→ **Problem requirements**
Copy every record word for word.

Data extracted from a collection
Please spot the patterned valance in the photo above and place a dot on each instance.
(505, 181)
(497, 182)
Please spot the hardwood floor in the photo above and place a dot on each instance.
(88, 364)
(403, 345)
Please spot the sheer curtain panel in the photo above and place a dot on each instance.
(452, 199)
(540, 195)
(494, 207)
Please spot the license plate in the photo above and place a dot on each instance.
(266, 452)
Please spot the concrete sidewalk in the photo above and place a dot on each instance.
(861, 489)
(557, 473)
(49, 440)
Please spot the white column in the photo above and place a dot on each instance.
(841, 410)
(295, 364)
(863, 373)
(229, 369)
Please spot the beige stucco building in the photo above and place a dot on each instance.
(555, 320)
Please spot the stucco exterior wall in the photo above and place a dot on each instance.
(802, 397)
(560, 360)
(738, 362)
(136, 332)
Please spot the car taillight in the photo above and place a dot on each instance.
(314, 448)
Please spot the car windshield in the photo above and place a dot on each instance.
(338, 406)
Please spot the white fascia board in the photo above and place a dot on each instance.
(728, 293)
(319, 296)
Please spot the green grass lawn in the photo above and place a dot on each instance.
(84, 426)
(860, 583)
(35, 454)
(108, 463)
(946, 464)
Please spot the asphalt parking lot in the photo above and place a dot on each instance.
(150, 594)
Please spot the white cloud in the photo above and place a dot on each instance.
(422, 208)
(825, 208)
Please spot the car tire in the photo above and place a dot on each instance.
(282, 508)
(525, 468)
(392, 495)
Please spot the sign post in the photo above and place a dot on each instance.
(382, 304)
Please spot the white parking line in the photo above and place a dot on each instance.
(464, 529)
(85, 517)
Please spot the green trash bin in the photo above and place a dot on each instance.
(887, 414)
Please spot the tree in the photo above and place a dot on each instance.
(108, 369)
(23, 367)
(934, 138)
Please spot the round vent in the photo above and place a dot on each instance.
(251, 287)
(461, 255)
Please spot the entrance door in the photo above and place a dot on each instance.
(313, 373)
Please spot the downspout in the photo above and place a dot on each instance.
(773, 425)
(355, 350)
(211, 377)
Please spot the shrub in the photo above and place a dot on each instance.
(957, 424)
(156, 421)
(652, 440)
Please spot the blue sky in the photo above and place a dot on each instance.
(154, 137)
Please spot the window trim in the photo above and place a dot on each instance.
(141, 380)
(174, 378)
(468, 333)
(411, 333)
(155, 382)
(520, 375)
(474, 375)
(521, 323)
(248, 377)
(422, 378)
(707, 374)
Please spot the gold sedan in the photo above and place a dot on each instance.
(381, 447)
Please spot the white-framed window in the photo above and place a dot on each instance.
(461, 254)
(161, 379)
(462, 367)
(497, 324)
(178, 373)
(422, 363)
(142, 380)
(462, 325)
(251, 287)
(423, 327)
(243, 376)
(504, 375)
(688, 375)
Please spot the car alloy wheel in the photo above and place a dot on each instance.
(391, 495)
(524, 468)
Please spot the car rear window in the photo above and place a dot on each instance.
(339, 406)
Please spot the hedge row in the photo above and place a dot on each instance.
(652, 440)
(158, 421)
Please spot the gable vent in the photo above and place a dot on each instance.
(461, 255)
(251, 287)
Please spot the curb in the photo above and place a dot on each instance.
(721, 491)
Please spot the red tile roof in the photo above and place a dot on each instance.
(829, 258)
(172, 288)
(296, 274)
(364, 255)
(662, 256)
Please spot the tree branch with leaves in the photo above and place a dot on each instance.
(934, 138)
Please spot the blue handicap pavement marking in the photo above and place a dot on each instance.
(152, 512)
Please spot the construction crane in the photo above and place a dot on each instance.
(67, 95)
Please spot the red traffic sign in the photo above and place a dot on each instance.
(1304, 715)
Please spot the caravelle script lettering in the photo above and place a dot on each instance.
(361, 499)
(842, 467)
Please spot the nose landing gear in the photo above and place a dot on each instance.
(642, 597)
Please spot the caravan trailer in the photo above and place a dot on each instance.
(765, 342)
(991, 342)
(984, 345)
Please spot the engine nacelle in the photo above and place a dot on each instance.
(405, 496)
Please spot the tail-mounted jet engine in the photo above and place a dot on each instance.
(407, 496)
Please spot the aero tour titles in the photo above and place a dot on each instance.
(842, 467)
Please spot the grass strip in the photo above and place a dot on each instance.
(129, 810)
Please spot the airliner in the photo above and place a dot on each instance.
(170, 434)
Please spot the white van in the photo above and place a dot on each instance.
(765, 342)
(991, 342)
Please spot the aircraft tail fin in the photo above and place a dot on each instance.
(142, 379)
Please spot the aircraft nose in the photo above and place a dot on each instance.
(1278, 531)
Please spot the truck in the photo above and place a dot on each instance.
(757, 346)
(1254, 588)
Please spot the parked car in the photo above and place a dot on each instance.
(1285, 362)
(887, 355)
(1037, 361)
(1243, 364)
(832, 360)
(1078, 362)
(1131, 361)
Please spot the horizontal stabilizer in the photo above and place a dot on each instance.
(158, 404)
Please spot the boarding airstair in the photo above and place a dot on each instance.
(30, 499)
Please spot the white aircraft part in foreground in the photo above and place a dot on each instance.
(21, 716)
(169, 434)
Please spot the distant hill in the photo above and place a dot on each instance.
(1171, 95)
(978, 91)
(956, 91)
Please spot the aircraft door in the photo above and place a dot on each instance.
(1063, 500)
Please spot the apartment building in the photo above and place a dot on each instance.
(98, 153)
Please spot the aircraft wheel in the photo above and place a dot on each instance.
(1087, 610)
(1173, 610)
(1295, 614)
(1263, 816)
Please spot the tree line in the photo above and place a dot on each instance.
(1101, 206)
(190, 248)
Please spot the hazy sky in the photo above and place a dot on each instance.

→ **Completed task**
Please spot the patterned valance in the photo above and place a dot on each instance.
(505, 181)
(497, 182)
Please spot the hardwood floor in the photo above and place a dot on each instance.
(88, 364)
(403, 345)
Please spot the sheer curtain panel in the photo above and place a dot on each instance.
(452, 199)
(540, 195)
(494, 207)
Please spot the license plate in the photo above and place a dot on each instance.
(266, 452)
Please spot the concrete sidewalk in the photo above and place a dot on each instance.
(861, 489)
(557, 473)
(49, 440)
Please spot the white column in the photo above and place a dot on each instance.
(841, 410)
(295, 364)
(863, 373)
(229, 369)
Please spot the beige stucco building in the photo above and place a dot on each instance.
(555, 320)
Please spot the stucco exterior wall in the photo above and place a dot on each instance.
(802, 397)
(560, 360)
(738, 362)
(136, 332)
Please spot the car taillight in the photo above and place a dot on each instance.
(314, 448)
Please spot the car windshield in the photo above and place a dot on each instance.
(338, 406)
Please spot the white fascia board in the photo above and place a dot on each instance.
(728, 293)
(319, 296)
Please spot the green grass lawn in the photo above and place a dot on each instance.
(84, 426)
(860, 583)
(35, 454)
(108, 463)
(946, 464)
Please spot the asphalt parking lot in the photo above and place a dot on each instance.
(150, 594)
Please spot the white cloud in the photo above and place a dot on each instance.
(422, 208)
(825, 208)
Please spot the car tire in the photo above and place a dot on each instance.
(282, 508)
(525, 468)
(392, 495)
Please spot the sign post in the photo above and place a dot on each instance.
(382, 304)
Please spot the white parking line in the photo above and place a dot on each instance.
(464, 529)
(85, 517)
Please spot the green trash bin in the photo above and place a dot on each instance.
(887, 414)
Please spot the tree in the photo above and place a dot on each instance.
(108, 369)
(23, 367)
(934, 138)
Please spot the round vent in the photo above and place a dot on each instance.
(251, 287)
(461, 255)
Please spot the entrance door in the photo above and place a dot on each instance.
(313, 373)
Please spot the downspout in the photo above and place a dot on each instance.
(773, 425)
(355, 350)
(211, 377)
Please spot the shrub in the photo above and place a dot on each instance.
(957, 424)
(156, 421)
(652, 440)
Please spot the blue sky in the photo above and place a dot on each instance.
(154, 137)
Please spot the window trim in the photo above and place a dot on each instance.
(141, 380)
(174, 378)
(468, 333)
(411, 333)
(155, 382)
(520, 375)
(474, 375)
(521, 323)
(248, 377)
(422, 378)
(707, 374)
Please spot the gold sedan in the photo above and place a dot on each instance.
(381, 447)
Please spot the white-framed window in the photo above and place a dot on each instance.
(461, 254)
(161, 379)
(462, 367)
(497, 324)
(178, 373)
(422, 363)
(142, 380)
(462, 325)
(251, 287)
(423, 327)
(243, 376)
(504, 375)
(688, 375)
Please spot the car alloy wheel in the photo above and place a dot on each instance.
(391, 495)
(524, 468)
Please spot the car rear window in the photo above and place a dot on each instance.
(339, 406)
Please spot the hedge row in the photo above and place a dot on each instance.
(652, 440)
(158, 421)
Please spot the gable vent in the photo above and place a dot on each instance.
(461, 255)
(251, 287)
Please spot the curb in the photo above and place a dot on each instance.
(721, 491)
Please spot the red tile roof in the photo above and place a dot on each instance.
(829, 258)
(172, 288)
(296, 274)
(364, 255)
(662, 256)
Please spot the tree branch with leaves in the photo above and place a dot on each instance.
(934, 138)
Please spot the blue handicap pavement marking in the photo above and place a dot on each instance.
(152, 512)
Please spot the construction crane in the photo above and place a dot on each instance.
(67, 95)
Please spot the red traffic sign in the photo above and place a dot on each instance.
(1304, 715)
Please spot the caravelle script lettering in the photo above and place a dot on each instance.
(361, 499)
(842, 467)
Please spot the nose landing gear in the photo above and place a dot on each instance.
(642, 597)
Please spot the caravan trailer in the photo above and place a dot on each instance.
(765, 342)
(991, 342)
(984, 345)
Please spot the engine nacelle in the photo above and place a dot on each instance.
(405, 496)
Please spot the tail-mounted jet engine in the photo above and place a dot on each instance.
(407, 496)
Please spot the aero tour titles in the photo above and place a dot on each instance.
(842, 467)
Please spot the grass strip in the photo above and place a dot on each instance.
(129, 810)
Please spot the airliner in the photo above and place a dot on each instance.
(170, 434)
Please spot the white van in the photo above and place a dot on each instance.
(765, 342)
(991, 342)
Please spot the aircraft tail fin in the photo above and place a dot on each instance.
(142, 379)
Please spot the aircraft nose in the photo above and place a dot on each instance.
(1278, 531)
Please spot the truck in the photo above and place a dot on each instance.
(757, 346)
(1254, 588)
Please spot the parked car in the photo above and place a dot on each instance.
(1285, 362)
(887, 355)
(1037, 361)
(1243, 364)
(832, 360)
(1078, 362)
(1131, 361)
Please spot the horizontal stabilizer in the photo above and place a dot on each instance.
(158, 404)
Please spot the boarding airstair in the photo above and place a dot on each instance.
(30, 499)
Please spot the white aircraft part in foreground in the photo above and place a dot on each instance.
(21, 716)
(169, 434)
Please spot the distant hill in the photo above and place a dot on each instance.
(1171, 95)
(978, 91)
(956, 91)
Please spot the aircraft door in the photo above and place a dot on each instance.
(1063, 500)
Please spot the apartment building in the photo above and place a dot on each instance.
(98, 153)
Please spot the aircraft wheel in the photo above and place a dot on each instance.
(1087, 610)
(1173, 610)
(1295, 614)
(1263, 816)
Please spot the tree line in the photo above and place a dot on each instance.
(1101, 206)
(190, 248)
Please spot the hazy sky in the photo above and place a dot on each instance.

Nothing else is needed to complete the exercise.